Direction: Copy out, word for word, the lines from the one containing "Outline any player's neck you see." through the one containing "587, 260, 723, 400", including both of those lines.

--- START Data supplied ---

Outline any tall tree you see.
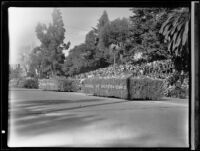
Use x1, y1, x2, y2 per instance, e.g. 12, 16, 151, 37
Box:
160, 8, 190, 72
36, 9, 70, 75
130, 8, 169, 62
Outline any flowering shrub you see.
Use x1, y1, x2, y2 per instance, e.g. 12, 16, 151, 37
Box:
22, 79, 38, 89
83, 76, 163, 100
39, 77, 80, 92
129, 77, 164, 100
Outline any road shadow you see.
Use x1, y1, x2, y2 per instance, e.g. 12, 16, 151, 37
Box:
14, 114, 103, 136
9, 99, 124, 136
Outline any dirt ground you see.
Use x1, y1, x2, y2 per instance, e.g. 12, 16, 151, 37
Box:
8, 89, 189, 147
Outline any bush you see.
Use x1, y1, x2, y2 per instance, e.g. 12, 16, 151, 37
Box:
39, 79, 58, 91
164, 85, 188, 99
57, 79, 79, 92
83, 76, 163, 100
9, 78, 26, 88
129, 77, 163, 100
23, 79, 38, 89
39, 77, 80, 92
83, 77, 128, 99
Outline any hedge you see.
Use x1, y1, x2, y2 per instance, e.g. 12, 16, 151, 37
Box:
83, 75, 128, 99
9, 77, 38, 89
39, 77, 80, 92
83, 76, 163, 100
129, 77, 164, 100
23, 79, 38, 89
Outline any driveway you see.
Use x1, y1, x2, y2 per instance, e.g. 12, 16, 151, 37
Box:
8, 89, 189, 147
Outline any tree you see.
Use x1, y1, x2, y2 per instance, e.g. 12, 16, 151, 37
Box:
130, 8, 169, 62
160, 8, 190, 72
101, 18, 130, 63
36, 9, 70, 76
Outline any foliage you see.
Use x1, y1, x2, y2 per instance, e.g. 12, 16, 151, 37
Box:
83, 77, 128, 99
23, 79, 38, 89
164, 85, 189, 99
160, 8, 190, 72
57, 79, 80, 92
130, 8, 169, 62
39, 76, 80, 92
129, 77, 163, 100
83, 76, 163, 100
31, 9, 70, 76
9, 65, 22, 79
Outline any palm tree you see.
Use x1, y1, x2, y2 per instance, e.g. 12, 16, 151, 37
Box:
159, 8, 190, 56
159, 8, 190, 73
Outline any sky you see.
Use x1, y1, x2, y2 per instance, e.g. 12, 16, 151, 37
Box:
8, 7, 132, 64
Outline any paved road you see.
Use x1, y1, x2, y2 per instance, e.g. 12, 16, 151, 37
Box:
8, 89, 188, 147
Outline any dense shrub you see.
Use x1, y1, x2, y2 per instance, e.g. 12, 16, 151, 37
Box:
164, 82, 189, 99
23, 79, 38, 89
57, 79, 79, 92
83, 76, 163, 100
129, 77, 164, 100
9, 78, 26, 88
39, 77, 80, 92
83, 77, 128, 99
39, 79, 58, 91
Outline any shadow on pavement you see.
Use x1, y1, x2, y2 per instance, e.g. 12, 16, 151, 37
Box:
10, 99, 124, 136
14, 114, 102, 136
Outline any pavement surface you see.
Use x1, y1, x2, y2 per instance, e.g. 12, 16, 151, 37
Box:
8, 89, 189, 147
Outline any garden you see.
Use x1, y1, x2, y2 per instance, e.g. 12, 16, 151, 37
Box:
9, 8, 190, 100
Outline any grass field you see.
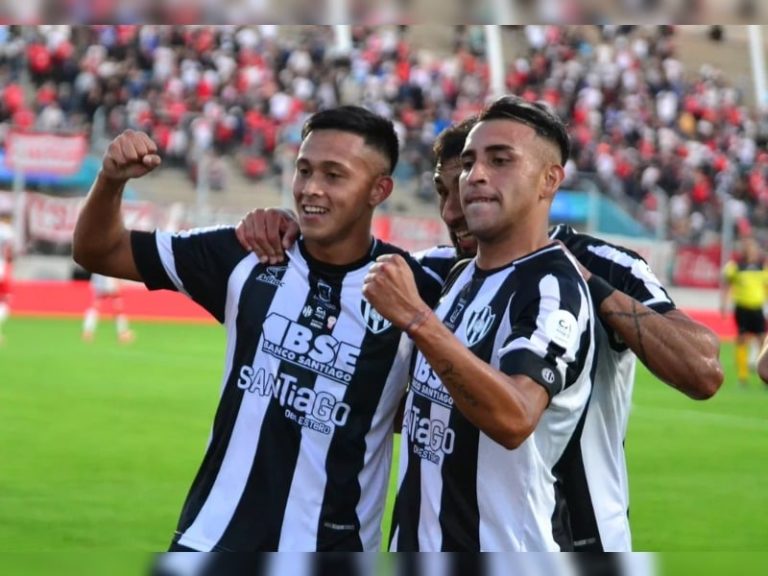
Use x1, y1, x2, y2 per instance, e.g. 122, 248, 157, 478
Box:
0, 318, 768, 573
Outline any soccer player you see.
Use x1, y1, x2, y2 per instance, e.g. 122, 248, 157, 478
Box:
238, 113, 724, 552
83, 274, 135, 344
722, 238, 768, 386
363, 96, 595, 551
0, 215, 13, 344
74, 106, 450, 551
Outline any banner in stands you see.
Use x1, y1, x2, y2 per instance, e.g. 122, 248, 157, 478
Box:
5, 132, 88, 176
674, 245, 720, 288
26, 193, 162, 244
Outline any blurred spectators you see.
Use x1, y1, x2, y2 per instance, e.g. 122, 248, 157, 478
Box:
0, 25, 768, 242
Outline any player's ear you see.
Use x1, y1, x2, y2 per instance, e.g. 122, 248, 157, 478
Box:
369, 174, 395, 208
541, 164, 565, 201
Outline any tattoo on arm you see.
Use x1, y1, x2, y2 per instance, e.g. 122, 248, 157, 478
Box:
602, 300, 656, 363
437, 360, 478, 408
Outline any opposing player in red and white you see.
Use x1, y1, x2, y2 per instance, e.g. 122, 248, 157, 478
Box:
83, 274, 135, 344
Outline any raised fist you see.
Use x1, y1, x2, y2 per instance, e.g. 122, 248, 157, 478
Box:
101, 130, 161, 180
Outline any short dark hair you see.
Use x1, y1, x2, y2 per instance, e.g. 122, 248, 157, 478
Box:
432, 115, 477, 164
301, 106, 400, 174
478, 96, 571, 165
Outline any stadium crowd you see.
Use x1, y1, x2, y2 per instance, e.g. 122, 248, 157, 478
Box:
0, 25, 768, 242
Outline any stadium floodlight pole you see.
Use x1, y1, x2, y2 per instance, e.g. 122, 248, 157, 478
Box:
13, 166, 27, 254
748, 24, 768, 111
195, 150, 211, 226
490, 0, 519, 24
327, 0, 349, 25
485, 24, 506, 99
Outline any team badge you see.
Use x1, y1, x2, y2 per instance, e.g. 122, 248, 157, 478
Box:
360, 299, 392, 334
467, 306, 496, 346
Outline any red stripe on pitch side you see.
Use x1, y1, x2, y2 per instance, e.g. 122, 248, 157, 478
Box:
11, 281, 215, 322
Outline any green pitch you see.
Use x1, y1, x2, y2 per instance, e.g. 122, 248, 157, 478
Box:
0, 318, 768, 556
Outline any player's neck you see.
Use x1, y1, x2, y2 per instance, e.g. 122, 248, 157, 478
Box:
303, 234, 373, 266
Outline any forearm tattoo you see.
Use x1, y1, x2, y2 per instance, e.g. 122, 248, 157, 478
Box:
437, 360, 478, 408
601, 300, 656, 363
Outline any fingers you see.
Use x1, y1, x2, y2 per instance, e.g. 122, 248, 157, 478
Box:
264, 210, 283, 264
102, 130, 162, 180
235, 218, 251, 250
281, 210, 301, 250
242, 208, 299, 264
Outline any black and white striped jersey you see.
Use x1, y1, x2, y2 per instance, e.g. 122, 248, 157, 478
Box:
550, 225, 675, 552
391, 245, 595, 551
132, 228, 442, 551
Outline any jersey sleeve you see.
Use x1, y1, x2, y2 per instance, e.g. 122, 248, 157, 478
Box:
499, 269, 593, 400
411, 246, 458, 283
131, 227, 248, 323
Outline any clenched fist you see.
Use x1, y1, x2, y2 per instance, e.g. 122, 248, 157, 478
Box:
363, 254, 431, 332
101, 130, 161, 181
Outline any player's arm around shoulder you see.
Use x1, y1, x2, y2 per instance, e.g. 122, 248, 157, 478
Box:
72, 130, 161, 280
587, 260, 723, 400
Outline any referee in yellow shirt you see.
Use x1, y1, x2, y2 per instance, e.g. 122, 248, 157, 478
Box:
723, 238, 768, 384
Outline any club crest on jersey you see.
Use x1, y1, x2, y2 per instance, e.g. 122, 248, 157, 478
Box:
467, 306, 496, 346
317, 280, 333, 304
360, 299, 392, 334
256, 266, 288, 288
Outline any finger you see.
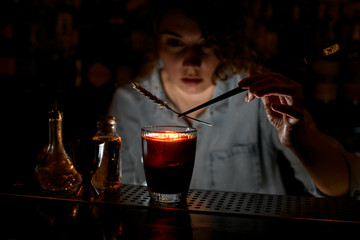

--- END Data supplied ---

Response:
Outline any player's neck you see.
Use x1, y1, x2, y2 per instance, e.g. 122, 248, 157, 478
Box:
303, 234, 373, 266
Outline any forearm tattoo you see.
Use x1, y1, x2, y2 per instance, e.g. 122, 248, 157, 478
Box:
437, 360, 478, 408
601, 300, 656, 363
Outline any fingers you see.
Use x1, y1, x2, y2 per instance, e.g. 122, 248, 157, 478
Box:
264, 210, 283, 264
102, 130, 162, 180
235, 218, 251, 250
281, 210, 301, 250
242, 208, 299, 264
Outline any black and white striped jersey you see.
Use x1, y1, x2, y2 per instance, e.g. 122, 248, 157, 478
Box:
550, 225, 675, 552
391, 245, 595, 551
132, 228, 442, 551
Outline any jersey sleeve you see.
Use x1, y1, x2, y2 per instance, e.g. 122, 248, 157, 478
Box:
499, 269, 593, 400
411, 246, 458, 283
131, 227, 248, 323
Outline any clenched fist you see.
Use x1, y1, x2, y2 per instance, e.g. 122, 248, 157, 478
Box:
363, 254, 431, 332
101, 130, 161, 181
Outline any player's arm around shoulder you see.
Use x1, y1, x2, y2 per instance, e.g. 122, 248, 157, 478
Box:
72, 130, 161, 280
587, 260, 723, 400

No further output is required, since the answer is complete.